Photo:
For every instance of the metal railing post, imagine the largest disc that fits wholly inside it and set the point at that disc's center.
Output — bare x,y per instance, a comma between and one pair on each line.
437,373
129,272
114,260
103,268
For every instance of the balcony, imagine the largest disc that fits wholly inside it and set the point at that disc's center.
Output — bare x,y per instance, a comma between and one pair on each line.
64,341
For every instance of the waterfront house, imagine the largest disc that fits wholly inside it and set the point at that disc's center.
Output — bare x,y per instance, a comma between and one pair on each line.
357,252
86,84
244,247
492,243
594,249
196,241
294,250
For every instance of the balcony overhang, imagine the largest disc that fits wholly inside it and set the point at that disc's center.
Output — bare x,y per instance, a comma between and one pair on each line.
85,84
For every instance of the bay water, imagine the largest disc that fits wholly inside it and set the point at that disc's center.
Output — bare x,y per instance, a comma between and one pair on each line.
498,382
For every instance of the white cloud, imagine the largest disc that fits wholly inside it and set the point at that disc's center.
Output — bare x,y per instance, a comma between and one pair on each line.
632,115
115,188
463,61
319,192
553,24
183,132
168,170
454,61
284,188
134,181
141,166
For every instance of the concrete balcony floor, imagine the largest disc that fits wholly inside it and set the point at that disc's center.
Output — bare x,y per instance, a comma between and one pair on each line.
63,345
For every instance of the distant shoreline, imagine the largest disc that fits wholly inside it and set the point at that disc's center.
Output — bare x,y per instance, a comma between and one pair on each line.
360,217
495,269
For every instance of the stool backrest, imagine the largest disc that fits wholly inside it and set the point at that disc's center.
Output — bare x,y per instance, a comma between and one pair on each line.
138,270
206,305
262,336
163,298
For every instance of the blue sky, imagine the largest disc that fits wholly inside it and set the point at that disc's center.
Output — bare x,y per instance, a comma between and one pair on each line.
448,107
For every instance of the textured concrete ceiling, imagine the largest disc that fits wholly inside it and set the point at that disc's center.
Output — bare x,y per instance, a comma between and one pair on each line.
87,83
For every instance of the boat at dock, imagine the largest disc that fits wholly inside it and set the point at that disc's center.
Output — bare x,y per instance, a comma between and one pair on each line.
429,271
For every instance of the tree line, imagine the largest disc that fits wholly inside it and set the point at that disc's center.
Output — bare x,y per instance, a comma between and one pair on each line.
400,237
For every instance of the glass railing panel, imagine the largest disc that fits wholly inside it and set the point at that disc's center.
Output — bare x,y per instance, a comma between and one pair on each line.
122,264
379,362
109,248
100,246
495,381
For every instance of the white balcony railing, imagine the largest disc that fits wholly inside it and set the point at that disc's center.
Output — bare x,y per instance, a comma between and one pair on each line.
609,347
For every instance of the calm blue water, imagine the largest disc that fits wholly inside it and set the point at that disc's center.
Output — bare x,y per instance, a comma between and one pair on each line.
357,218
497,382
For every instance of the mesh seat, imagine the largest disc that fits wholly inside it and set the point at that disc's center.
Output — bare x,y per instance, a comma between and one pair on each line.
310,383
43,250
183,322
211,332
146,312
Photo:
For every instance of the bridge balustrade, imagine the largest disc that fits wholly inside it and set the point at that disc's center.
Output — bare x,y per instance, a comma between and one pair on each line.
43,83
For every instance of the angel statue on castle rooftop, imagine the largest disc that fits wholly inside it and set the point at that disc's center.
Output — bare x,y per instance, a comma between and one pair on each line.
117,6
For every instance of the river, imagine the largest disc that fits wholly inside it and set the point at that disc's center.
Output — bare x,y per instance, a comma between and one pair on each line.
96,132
# # # # #
= Description of the task =
Print the records once more, exactly as they were given.

= Final result =
Photo:
For every instance of the metal railing post, imagine the largest disc that fits wholly inside it and set the point at that disc's center.
Output — bare x,y per instance, a comma between and one pair on each line.
437,373
129,272
114,260
103,268
For every instance of the balcony, imagine the largest disc that fits wholly inside it and set the point at that disc's center.
Output — bare x,y per instance, a comma between and one pair on each line.
64,341
For every instance of the waterfront house, imagine the largest disc that fits wholly inside it and set the point at that disc's center.
Output — bare x,y per instance, a comma between and one pair on each line.
357,252
86,84
244,247
492,243
594,249
196,241
294,250
For every instance of the balcony overhang, imagine the largest disc that fits wholly inside it and set the point at that disc's center.
Output — bare x,y per instance, a comma between and one pair on each line.
85,84
For every instance of the bay water, imagine the largest disc that fits wholly inside it and set the point at that disc's center.
Output — bare x,y per instance, a comma between and one pair on each line.
498,382
For every instance of the white cloud, imagine the largest disc that fits wholly inside it and set the point at that disc's center.
Output — bare x,y per instance, a comma between and one pair on each line.
632,115
115,188
463,61
319,192
553,24
183,132
168,170
454,61
284,188
134,181
141,166
For every instance of the concrete balcony floor, imagine the largest disc that fits wholly inside it and set the point at that disc's center.
Output — bare x,y per instance, a comma between and one pair on each line.
63,345
For every instance of the distant shoreline, imagine the largest disc that fits wholly inside it and set the point at that disc's center.
Output — bare x,y per instance, a comma between and one pair on each line.
360,217
495,269
For every instance of the stool backrest, imagine the largest disc that fits wholly inside it and set the point at that disc's center.
Output — bare x,y per instance, a comma between and one pair on each line.
138,270
206,305
262,336
163,298
For every instance of the blue sky, imagine the largest disc that fits wholly inside it and set the point at that disc's center.
Output — bare x,y per instance, a comma between and one pair on each line.
448,107
For every instance of the textured concrete ceiling, imagine the largest disc that fits wholly inside it and set the point at that disc's center.
Output — bare x,y per instance, a comma between and one pair on each line.
87,83
For every instance of the boat at dock, imagine the largest disc that fits wholly inside it and set the point at that disc's center.
Output — bare x,y per instance, a comma between and one pair on each line.
429,271
For every instance of the tree line, imagine the largest disc that fits wholly inside it and set the point at that disc's center.
Output — bare x,y per instance, a comma between and one pair on each line.
400,237
For every instance of the glass railing panel, imagine the largest disc that fits wholly inside it and set the point at that disc's center.
Output — bare x,y per instance, a comma between and one pair on each line.
122,264
379,362
109,248
100,246
495,381
For every instance of the white balcony railing, imagine the largest disc that fits wholly inside it and set the point at that disc's center.
Output — bare x,y per instance, a comma between and one pair on each line.
609,347
For every instance of the calm blue water, imagine the largest disc that fits wholly inside it and set the point at that disc's center.
Output — bare x,y per instance, a comma between and one pair on each line.
357,218
497,382
For every instance of the mesh seat, imagine the largest disc that fits wholly inside it and set the point at that disc's center.
Output — bare x,y per instance, a comma between and one pair on each line.
310,383
43,250
183,322
211,332
146,312
Photo:
For every instance of the bridge balustrade, imagine the largest disc that fits wholly inside it and set the point at that disc's center.
Output — bare x,y per instance, a comma between and one pair on each line.
43,83
For every instance of the angel statue on castle rooftop, imagine the largest disc that fits wholly inside it and set the point at that disc's center.
Output — bare x,y per instance, a comma between and one pair on each line.
117,6
For every instance of the river, imagine the largest disc that fits wholly inside it and set the point at that disc's center.
Output — bare x,y per instance, a comma between and one pair on each line.
96,132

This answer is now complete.